**GIVEN PASSAGE:**
******
Balché was medicinal, ritual, and sacred. It was important, and so the Spanish saw it as a threat. The Mayan Codex Madrid contains 10 screenfolds dedicated to apiculture, bees, and honey. The mead’s medicinal uses were well known. Hives were sometimes set up near certain homeopathic plants to enhance the medicinal qualities of the resulting honey and balché. The Maya purposefully drank their mead to purify. They knew it to cleanse the body of worms, with some Spaniards describing drinkers literally vomiting up the parasites. It was also used to heal colds and other maladies.
Socially, balché served a vital purpose in solidifying roles and hierarchies throughout the Yucatan. Mayan elites would throw great feasts dominated by ritual drinking. After offering balché to each of the cardinal directions, partygoers would consume their share of the drink according to status. The elites expected reciprocity from one another and profited by selling balché to others in their communities.
Finally, and most problematically for the Spanish, was the religious aspect of Mayan balché consumption. Some rituals involved forming a ring or ropes and suspending gourds of balché from them to create a sacred area. Drinking rituals assisted in communicating with deities and were often held in places of spiritual significance like caves or cornfields. Beekeepers held two religious festivals every year during which they came together with priests and gave offerings to the gods while conjuring images of honey. Balché was always consumed at the end of such rites. Lastly, they invariably drank balché during sacrifices.
******
**STUDY MATERIAL:**
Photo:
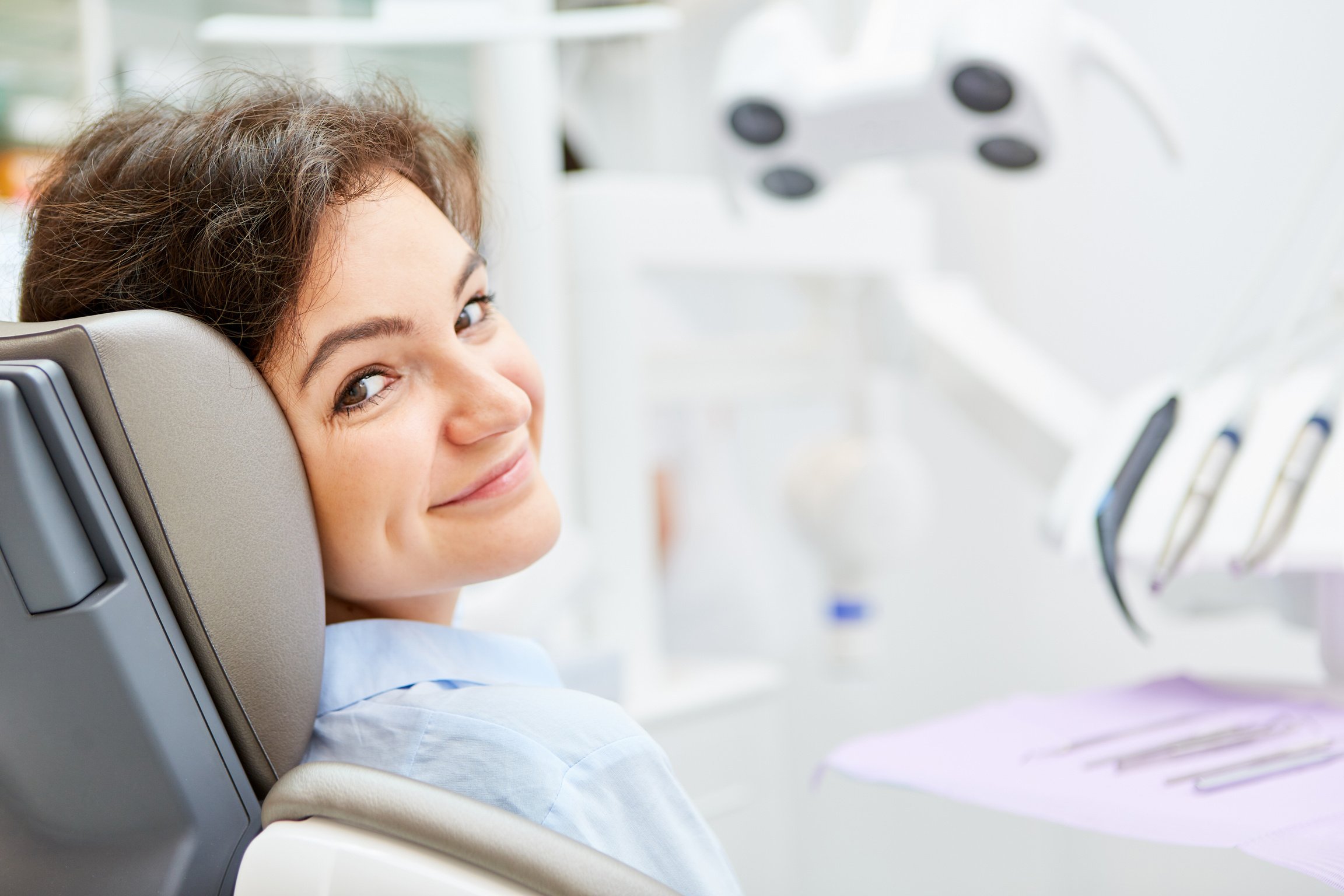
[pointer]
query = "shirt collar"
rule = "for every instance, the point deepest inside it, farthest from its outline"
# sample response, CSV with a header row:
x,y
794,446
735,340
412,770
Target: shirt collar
******
**PROBLEM TO WORK ON:** In the passage on balché, how many screenfolds of the Mayan Codex Madrid deal with beekeeping, bees, and honey?

**TASK SOLUTION:** 10